Tuesday, December 2, 2008

Product tryout: USB mixed-signal oscilloscope


Link Instruments MSO-19 USB mixed-signal oscilloscope. Price $249. www.linkinstruments.com.

The MSO-19 is a small single-channel, 200 Msample/s DSO with eight logic inputs that connects to any PC with a USB port. It’s logic outputs also function as a pattern generator. You should really consider it an eight-channel logic analyzer with an analog input. All other MSO’s that I’ve seen have two channels, but those are all benchtop, stand-alone instruments. Having just one channel lets you check any logic input for noise or anomalies that logic input won’t show.

The unit comes with one passive 1x/10x analog scope probe. A logic pod contains a single 16-pin connector provides the unit with eight color-coded leads and eight ground leads that let you connect the logic analyzer to pogo pins. Each colored lead comes with a matching color mini-grabber clip, although the kit of mini-grabbers have just two black clips. Even those probes are too small for grabbing today’s IC pins. I was able to grab corner pins only for the surface-mount devices on a board. You also get a mini-USB cable. The MSO-19 is bus powered and thus doesn’t need a separate power supply.

Installation
The MSO-19 software (version 1.0.9) installation was smooth. I received no Windows XP error messages although I had to install Microsoft .NET framework 3.5, but even that went smoothly.

When plugging in the MSO-19, I was greeted by another install window, which installed DLLs from the install disk. You can download Link Instruments’ software if you lose the install CD or need an update, which is a nice feature. All equipment manufacturers should provide free software upgrades for their hardware.

When you start the MSO-19 software, you get a waveform display grid, control buttons and knobs, and configuration buttons. The MSO-19 software has no drop-down menus, yet it makes all functions easily accessible. Clicking on the setup button opens a tabbed window that lets you configure the instrument. For example, you can select trace colors, choose among several measurements, and enter channel names for the logic analyzer traces.

You can get started by clicking the GO button or the Auto Set button to start capturing signals. I started with the scope channel connected to a demo board from Rigol when I tried that company’s benchtop MSO. The demo board has several basic signals available so I started with a sine wave. Figure 1 shows that you can measure a signal’s frequency and use cursors for amplitude measurements. You can make measurements between cursor A-B, A-T(rigger), or B-T(rigger). Just click on the setup button to select your measurements. You can also use cursors to measure time difference at two points in a waveform.

## Information given
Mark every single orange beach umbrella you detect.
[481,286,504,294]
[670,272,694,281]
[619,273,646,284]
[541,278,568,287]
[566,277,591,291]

## Problem details
According to the oscilloscope review, how does the MSO-19 get its power? Use only the oscilloscope review for what comes next, not the items.

## Answer for this exercise
It is bus powered through USB, so it needs no separate power supply.